EXTRACTED TEXT
┌──

Fig. 3(a-b): Comparison of the individual identification performance between our algorithm and others
The performance of the current model was significantly higher than that of other classical methods.*p<0.05, paired t-test with Bonferroni’s correction

DISCUSSION

In the present study, Google Cloud AutoML Vision Object Detection works as an accurate, non-invasive and markerless method for the individual identification of mice. Temporal or permanent markers are conventionally used for individual identification of laboratory animals, but these methods may cause behavioral or physiological problems. The performance of the current simple method was superior to the performances of the three classical methods tested here16-20. Compared with human faces22, laboratory mice are almost indistinguishable, at least to human vision. A hypothesis was synthesized that the body appearances of these mice contain enough specific features to allow the discrimination of individuals. Because there was a significantly positive correlation between the model accuracy and the image resolution23, in-focus and high-resolution images were acquired with caution. Consistent with this, in our preliminary study, we couldn't identify individual mice when out-of-focus and low-resolution images were used for machine learning training.

└──

INFORMATION SUPPLIED
┌──

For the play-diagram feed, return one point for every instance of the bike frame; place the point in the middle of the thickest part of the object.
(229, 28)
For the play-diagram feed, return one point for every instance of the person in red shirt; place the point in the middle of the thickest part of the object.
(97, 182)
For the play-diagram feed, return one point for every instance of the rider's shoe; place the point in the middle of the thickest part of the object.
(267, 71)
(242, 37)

└──
┌──

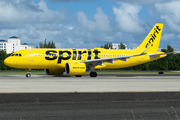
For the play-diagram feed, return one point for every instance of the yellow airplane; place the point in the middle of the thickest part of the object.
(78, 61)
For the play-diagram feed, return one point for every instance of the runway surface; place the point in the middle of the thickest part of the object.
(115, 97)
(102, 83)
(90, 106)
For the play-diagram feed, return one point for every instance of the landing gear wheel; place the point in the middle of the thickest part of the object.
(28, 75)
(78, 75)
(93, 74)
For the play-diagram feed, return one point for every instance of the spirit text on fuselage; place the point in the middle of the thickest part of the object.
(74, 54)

└──
┌──

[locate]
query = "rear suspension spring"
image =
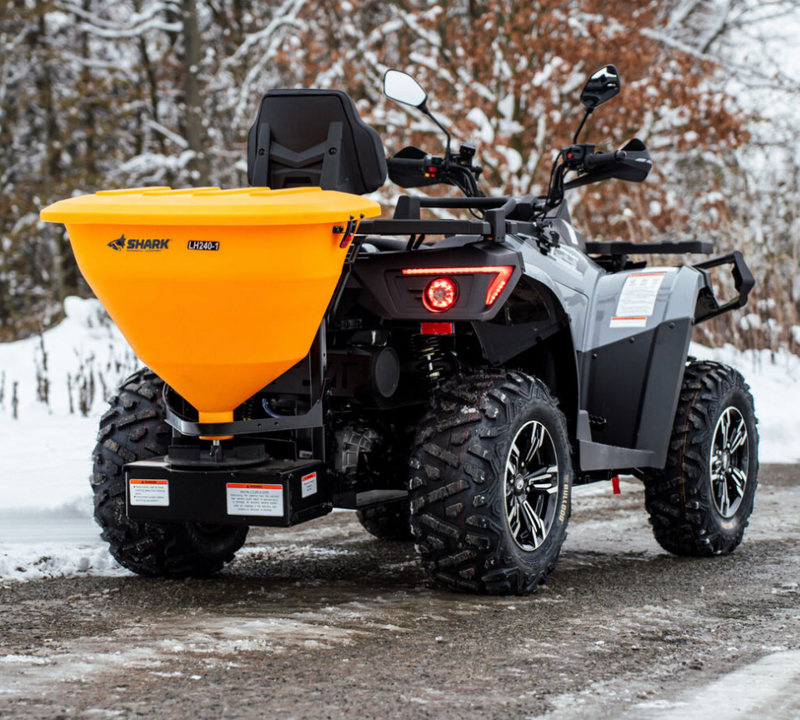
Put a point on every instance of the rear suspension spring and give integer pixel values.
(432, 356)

└──

WORK INSTRUCTION
Continue the discussion on identifying individual mice with Google Cloud AutoML Vision, starting after its last sentence.

EXERCISE RESPONSE
For computational object recognition, it is recommended that the object in the image is outlined by hand, but manual detection is time-consuming and can be inconsistent among images and among experimenters. Such inaccurate and inconsistent annotations may exacerbate the model performance24. To overcome this concern, an automatic conventional algorithm was adopted instead of manual annotation. Consequently, the mouse IDs in the still photographs were successfully identified. At present, the current model does not enable us to identify group-housed mice in time-lapse videos. However, in the near future, this model would be broadly applicable, even to social behavioral studies, if the identification of group-housed mice was achieved. The current method is superior to the previous studies in that it identifies mice more accurately and non-invasively. This method is of significance in terms of the wide range of applicability for behavioral science.

CONCLUSION

Compared with the other conventional methods, our model exhibited higher performance in individual identification of mice, which was previously hard to achieve with either human eyes or classical computing algorithms. Our model will provide a platform to automatically label individual mice for social behavioral experiments.

SIGNIFICANCE STATEMENT

This study discovered that the machine learning-based model precisely identified apparently identical mice that are beneficial for all the researchers involved in social behavioral experiments. This study will help the researchers to uncover the critical areas of the sociality of animals that many researchers were not able to explore previously without invasive marking or careful monitoring. Thus, a new method of individual identification of animals may be arriving at the field of behavioral science.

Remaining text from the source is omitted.